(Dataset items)
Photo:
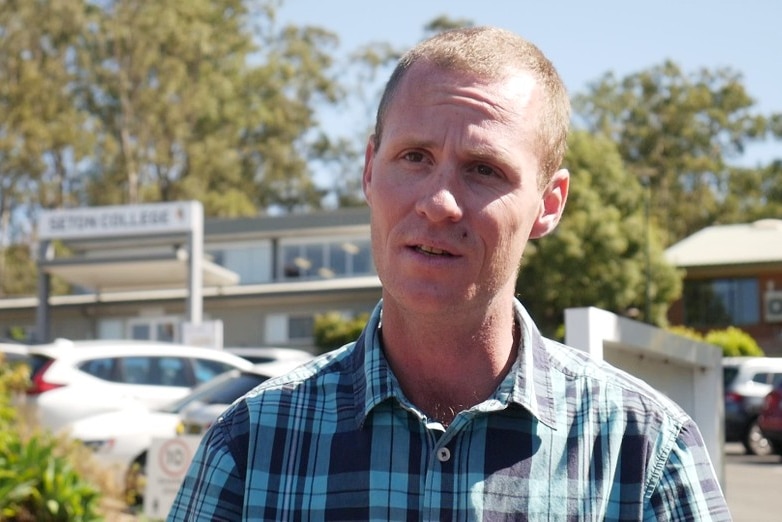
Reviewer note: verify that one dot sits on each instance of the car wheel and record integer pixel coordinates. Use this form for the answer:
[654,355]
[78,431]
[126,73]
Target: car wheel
[755,442]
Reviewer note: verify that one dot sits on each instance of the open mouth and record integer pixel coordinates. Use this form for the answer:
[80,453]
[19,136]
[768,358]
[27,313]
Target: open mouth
[431,251]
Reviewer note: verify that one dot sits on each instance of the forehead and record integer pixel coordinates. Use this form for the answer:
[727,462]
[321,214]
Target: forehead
[502,96]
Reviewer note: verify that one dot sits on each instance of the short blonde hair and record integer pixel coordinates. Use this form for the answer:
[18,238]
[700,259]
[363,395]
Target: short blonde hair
[493,54]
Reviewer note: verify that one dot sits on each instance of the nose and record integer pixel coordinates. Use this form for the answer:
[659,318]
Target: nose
[438,199]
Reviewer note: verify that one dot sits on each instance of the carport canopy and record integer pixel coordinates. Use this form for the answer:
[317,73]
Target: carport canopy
[106,275]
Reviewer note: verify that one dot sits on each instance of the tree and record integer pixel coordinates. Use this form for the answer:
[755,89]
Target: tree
[598,254]
[681,133]
[191,107]
[42,131]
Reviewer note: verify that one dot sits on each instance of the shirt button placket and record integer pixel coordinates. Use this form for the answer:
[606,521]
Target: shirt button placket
[443,454]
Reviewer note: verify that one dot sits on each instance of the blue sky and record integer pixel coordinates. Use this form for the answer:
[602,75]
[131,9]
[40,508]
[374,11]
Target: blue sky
[587,38]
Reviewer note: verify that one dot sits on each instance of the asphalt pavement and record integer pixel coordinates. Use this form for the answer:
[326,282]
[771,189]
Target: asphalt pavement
[753,485]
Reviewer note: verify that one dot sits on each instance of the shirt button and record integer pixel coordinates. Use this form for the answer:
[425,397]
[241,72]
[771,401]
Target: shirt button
[443,454]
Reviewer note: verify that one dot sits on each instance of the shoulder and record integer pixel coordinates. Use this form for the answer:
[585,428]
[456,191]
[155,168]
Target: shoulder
[580,370]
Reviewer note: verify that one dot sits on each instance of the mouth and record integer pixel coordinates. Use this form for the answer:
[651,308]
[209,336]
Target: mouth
[431,251]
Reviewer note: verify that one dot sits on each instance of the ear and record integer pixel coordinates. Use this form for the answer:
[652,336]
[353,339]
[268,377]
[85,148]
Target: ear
[366,177]
[552,204]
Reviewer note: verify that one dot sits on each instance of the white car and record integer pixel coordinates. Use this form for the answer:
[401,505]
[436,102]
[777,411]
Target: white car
[264,354]
[197,418]
[71,380]
[121,439]
[12,353]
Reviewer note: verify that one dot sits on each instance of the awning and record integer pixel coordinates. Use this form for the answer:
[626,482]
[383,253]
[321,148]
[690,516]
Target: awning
[136,273]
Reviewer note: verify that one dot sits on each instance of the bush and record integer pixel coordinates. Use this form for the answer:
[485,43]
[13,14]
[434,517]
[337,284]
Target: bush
[734,342]
[332,330]
[38,480]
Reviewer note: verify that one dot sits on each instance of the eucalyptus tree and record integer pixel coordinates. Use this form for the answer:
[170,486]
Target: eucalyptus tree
[683,134]
[605,252]
[207,100]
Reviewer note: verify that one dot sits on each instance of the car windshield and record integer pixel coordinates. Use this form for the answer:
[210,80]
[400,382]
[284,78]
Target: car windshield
[223,389]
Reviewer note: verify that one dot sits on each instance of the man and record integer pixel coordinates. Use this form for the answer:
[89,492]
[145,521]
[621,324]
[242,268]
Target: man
[451,405]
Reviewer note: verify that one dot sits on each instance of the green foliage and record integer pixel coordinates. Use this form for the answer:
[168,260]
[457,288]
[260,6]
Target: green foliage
[734,342]
[597,256]
[38,480]
[333,330]
[684,132]
[685,331]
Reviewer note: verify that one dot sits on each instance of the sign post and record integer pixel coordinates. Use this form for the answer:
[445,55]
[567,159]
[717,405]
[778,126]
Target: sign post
[167,464]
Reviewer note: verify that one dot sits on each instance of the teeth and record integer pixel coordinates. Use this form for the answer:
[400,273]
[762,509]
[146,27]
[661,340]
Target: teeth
[431,250]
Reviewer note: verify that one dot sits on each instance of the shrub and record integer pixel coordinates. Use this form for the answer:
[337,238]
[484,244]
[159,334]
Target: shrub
[38,480]
[734,342]
[332,330]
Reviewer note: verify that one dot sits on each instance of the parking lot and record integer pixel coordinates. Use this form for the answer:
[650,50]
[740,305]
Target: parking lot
[753,485]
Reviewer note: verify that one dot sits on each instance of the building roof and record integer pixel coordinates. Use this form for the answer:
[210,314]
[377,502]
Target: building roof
[725,245]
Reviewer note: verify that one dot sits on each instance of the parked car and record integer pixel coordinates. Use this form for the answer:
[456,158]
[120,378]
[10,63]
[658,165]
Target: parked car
[197,419]
[259,354]
[770,418]
[747,381]
[13,352]
[71,380]
[121,439]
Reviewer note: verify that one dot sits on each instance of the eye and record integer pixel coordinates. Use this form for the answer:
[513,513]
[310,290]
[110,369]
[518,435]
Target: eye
[414,157]
[485,170]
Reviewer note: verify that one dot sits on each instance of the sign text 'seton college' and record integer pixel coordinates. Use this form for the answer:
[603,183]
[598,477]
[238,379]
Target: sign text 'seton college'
[125,220]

ASSIGNMENT: All of the data above should be transcribed verbatim, with pictures omitted.

ANSWER SPACE:
Photo:
Reviewer note: verify that one dot sits on each instance of the car wheel and record integer pixel coordinates. Use this form for the answer:
[654,355]
[78,431]
[126,73]
Target: car wheel
[755,442]
Reviewer note: verify that one dot sits on each instance of the open mouth and record integer pixel coordinates. Use this form for the answer:
[80,453]
[19,136]
[768,358]
[27,313]
Target: open mouth
[431,251]
Reviewer note: verify that one dot sits on each instance of the forehead and record integer pixel coordinates. Use this form for the answer:
[727,462]
[321,214]
Target: forehead
[502,96]
Reviewer note: verify that one dot sits on each instance of the short blonde hair and record integer pixel coordinates. Use this form for the answer:
[18,238]
[700,259]
[363,395]
Target: short blonde hair
[493,54]
Reviewer note: verify that one dot sits on each instance of the nose and record integer pixel coordinates. Use this form for the answer:
[659,318]
Target: nose
[438,199]
Reviewer note: verify that one dot sits on each instance of the carport canopy and record integer pixel coordinates. Use this form for the answer:
[317,73]
Target: carport canopy
[106,275]
Reviewer note: verify that one dot sits on each instance of the tree and record integer pixel coordinates. Use this form for the answer:
[755,89]
Target: tree
[598,254]
[681,133]
[191,107]
[42,131]
Reviewer note: verify that one dot sits on each instance of the shirt button placket and record integer pixel coordinates. Use this form for the answer:
[606,521]
Target: shirt button placket
[443,454]
Reviewer note: verify that one dot sits on each instance of the blue sky and record integer pixel coordinates. Use this form for the answer:
[602,75]
[131,9]
[40,508]
[374,11]
Target: blue sky
[587,38]
Reviewer note: verify that one dot sits on each instance of the asphalt pavement and record integer pixel coordinates. Use this form for the answer:
[326,282]
[771,189]
Target: asphalt pavement
[753,485]
Reviewer note: verify that one dot sits on each instance of the shirt button and record integer pixel coordinates. Use this form for the answer:
[425,397]
[241,72]
[771,401]
Target: shirt button
[443,454]
Reviewer note: verify that one dot sits on each instance of the shoulder and record integer pixel coordinates. Use this form for the answer:
[585,428]
[456,191]
[155,168]
Target: shoulder
[580,370]
Reviewer note: verify that one dot sits on each instance of the mouth and record integer pixel coordinates. Use this form for the answer:
[651,308]
[209,336]
Target: mouth
[431,251]
Reviewer note: verify that one dot sits on each instance of the ear and record integer pixel coordinates. Use this form for the answer:
[652,336]
[353,339]
[268,377]
[85,148]
Target: ear
[366,177]
[552,204]
Reviewer note: verify that one dot sits on each instance of the white car and record integer pixel coordinates. Use this form for the answer:
[401,505]
[436,102]
[777,411]
Target: white car
[264,354]
[197,418]
[71,380]
[121,439]
[12,353]
Reviewer note: verify that one dot sits on each instance of the awning and record integer pixel coordinates. Use this form for the answer:
[626,482]
[383,253]
[321,148]
[690,516]
Target: awning
[136,273]
Reviewer note: verify that one dot sits on each instance of the bush and record integer pixel coordinates. Use this form for the answer:
[485,43]
[13,14]
[434,517]
[337,284]
Target: bush
[734,342]
[332,330]
[38,480]
Reviewer note: verify that one dot sits on each instance of the eucalyptus tree and record integer pixel coordinates. Use this form for the answer:
[170,486]
Target: eucalyptus tree
[683,134]
[605,252]
[207,100]
Reviewer note: verify that one dot sits on each instance of the car windshield and record integer pixel coordinates. Use this form for the answer:
[210,80]
[400,382]
[284,78]
Target: car windshield
[223,389]
Reviewer note: verify that one dot sits on each instance of the man and record integer pixel coordinates. Use this form for the answer:
[89,492]
[145,521]
[621,324]
[242,268]
Target: man
[451,405]
Reviewer note: verify that one dot sits on each instance of the green foliage and record integer pixel coordinates. Use this form for the answer:
[168,260]
[457,288]
[260,6]
Target: green foliage
[734,342]
[597,256]
[38,480]
[333,330]
[684,132]
[685,331]
Reviewer note: verify that one dot sits on each instance of the sign post and record integer pixel coordinates. Use this form for the answer:
[445,55]
[567,159]
[717,405]
[778,126]
Target: sign post
[167,464]
Reviewer note: verify that one dot sits on each instance of the teeth and record integer pixel coordinates. Use this form for the answer:
[400,273]
[762,509]
[146,27]
[661,340]
Target: teeth
[431,250]
Reviewer note: verify that one dot sits on each instance of the shrub and record integer pixel coordinates. Use this form for the answer:
[337,238]
[484,244]
[159,334]
Target: shrub
[38,480]
[734,342]
[332,330]
Reviewer note: verify that one dot sits on each instance of the parking lot and record integer pixel coordinates. Use this form for the answer:
[650,50]
[740,305]
Target: parking lot
[753,485]
Reviewer note: verify that one dot sits on each instance of the building roof and record integer pixel coordinates. Use this form for the answer:
[210,314]
[377,502]
Target: building roof
[725,245]
Reviewer note: verify that one dot sits on each instance of the parked car and record integer pixel coordinates. Use this form for the answer:
[456,158]
[120,378]
[10,63]
[658,165]
Target: parked car
[197,419]
[259,354]
[770,418]
[747,381]
[13,352]
[71,380]
[121,439]
Reviewer note: verify that one dot sits on each instance of the eye and record integer pixel coordinates. Use this form for the answer:
[513,513]
[310,290]
[110,369]
[518,435]
Target: eye
[414,157]
[485,170]
Reviewer note: verify that one dot sits on each instance of the sign text 'seton college' and record integer pixel coordinates. Use this form for the answer:
[603,183]
[598,477]
[238,379]
Target: sign text 'seton college'
[125,220]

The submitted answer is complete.